↓

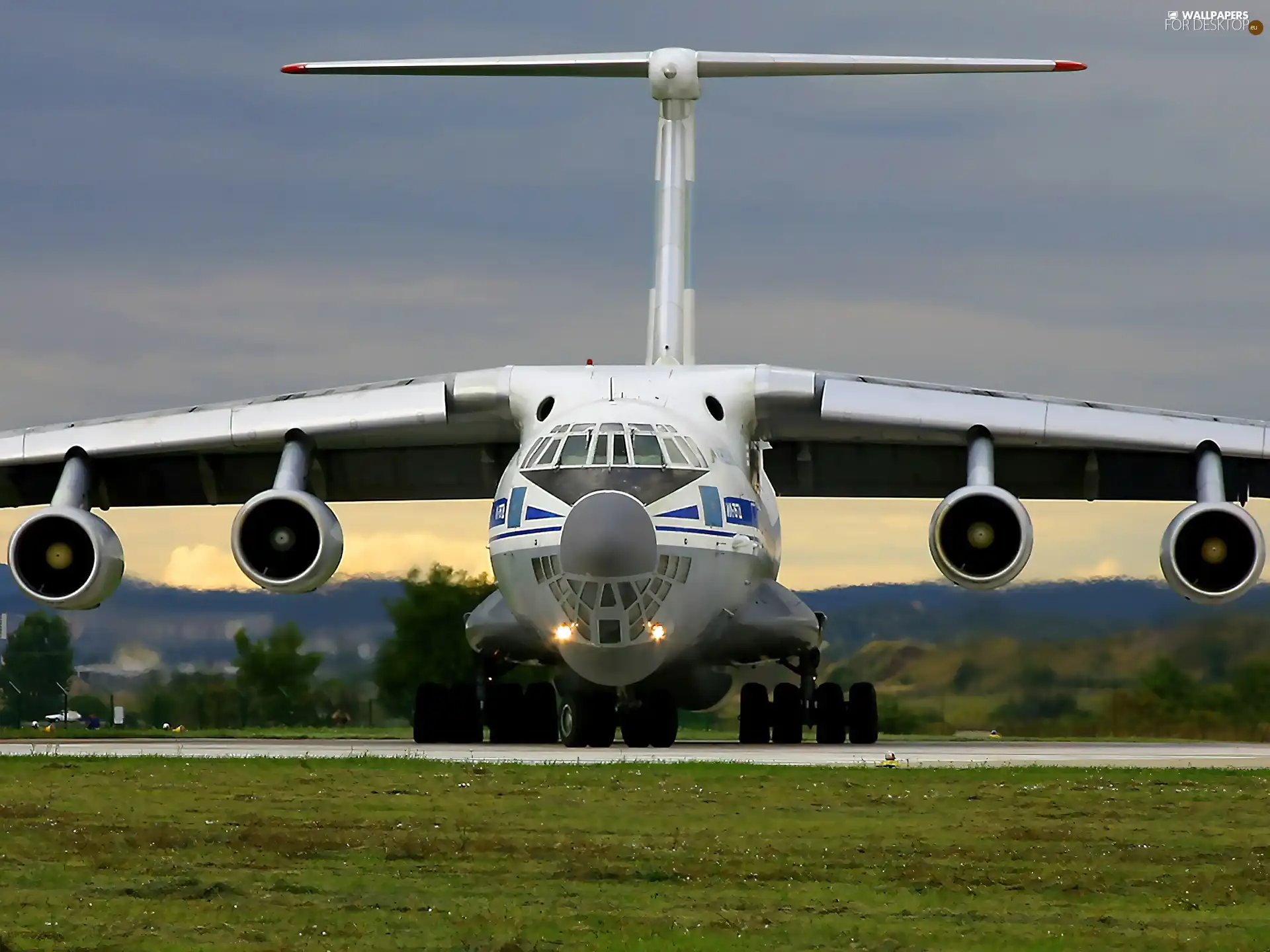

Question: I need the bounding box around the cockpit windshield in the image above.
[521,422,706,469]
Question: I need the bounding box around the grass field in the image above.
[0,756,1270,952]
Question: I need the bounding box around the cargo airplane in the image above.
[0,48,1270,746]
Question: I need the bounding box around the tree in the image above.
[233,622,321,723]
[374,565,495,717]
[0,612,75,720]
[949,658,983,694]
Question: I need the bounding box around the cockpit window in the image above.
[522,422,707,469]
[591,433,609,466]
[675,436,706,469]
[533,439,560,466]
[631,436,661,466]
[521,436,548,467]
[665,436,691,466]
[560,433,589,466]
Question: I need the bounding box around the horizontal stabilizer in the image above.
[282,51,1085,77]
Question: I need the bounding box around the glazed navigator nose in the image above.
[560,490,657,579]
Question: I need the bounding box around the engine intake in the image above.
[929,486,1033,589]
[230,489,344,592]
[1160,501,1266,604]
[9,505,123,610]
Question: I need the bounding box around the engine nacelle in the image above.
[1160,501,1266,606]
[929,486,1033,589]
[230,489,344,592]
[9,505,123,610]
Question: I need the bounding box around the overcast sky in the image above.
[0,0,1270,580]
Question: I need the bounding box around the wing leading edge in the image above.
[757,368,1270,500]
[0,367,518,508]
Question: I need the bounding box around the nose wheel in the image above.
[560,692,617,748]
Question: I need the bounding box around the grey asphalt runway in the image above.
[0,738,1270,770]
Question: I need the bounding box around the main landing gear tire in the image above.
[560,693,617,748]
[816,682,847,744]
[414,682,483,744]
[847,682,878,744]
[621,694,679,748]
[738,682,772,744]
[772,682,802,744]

↑

- **WRITTEN INSTRUCTION**: Transcribe all of the lines above word for word, leaving out the picture.

- **RIGHT ANSWER**:
Question: I need the bounding box around the cockpit windshield in the image above.
[521,422,706,469]
Question: I need the bounding box around the grass field in the image above.
[0,756,1270,952]
Question: I need the bounding box around the cargo airplane in the image above.
[0,48,1270,746]
Question: I need the bounding box around the tree in the image above.
[233,622,321,723]
[374,565,495,717]
[0,612,75,720]
[949,658,983,694]
Question: I need the bounding box around the cockpit window in the image above.
[522,422,707,469]
[591,433,609,466]
[675,436,706,469]
[533,439,560,466]
[631,436,661,466]
[521,436,548,467]
[665,436,691,466]
[560,433,589,466]
Question: I need the bounding box around the horizontal stabilizer in the image above.
[282,51,1085,77]
Question: I need the bounding box around the glazed navigator nose in the image above.
[560,490,657,579]
Question: I need the bounding box around the engine intake in the image above.
[929,486,1033,589]
[230,489,344,592]
[1160,501,1266,604]
[9,505,123,610]
Question: I need the bounding box around the engine nacelle in the image above.
[1160,501,1266,606]
[929,486,1033,589]
[230,489,344,592]
[9,505,123,610]
Question: I need the bounding box around the overcast sky in the image above.
[0,0,1270,580]
Question: I need the bounding box around the wing leading edge in the image above.
[757,368,1270,500]
[0,367,518,508]
Question: I need the bounding box around the nose wheel in the image above.
[560,692,617,748]
Question: I need the bounding box around the grey asphalt runway in the image above.
[0,738,1270,770]
Question: I need the bounding box around the main landing gear tire in the image above.
[560,693,617,748]
[816,682,847,744]
[414,682,483,744]
[847,682,878,744]
[621,694,679,748]
[738,682,772,744]
[772,682,802,744]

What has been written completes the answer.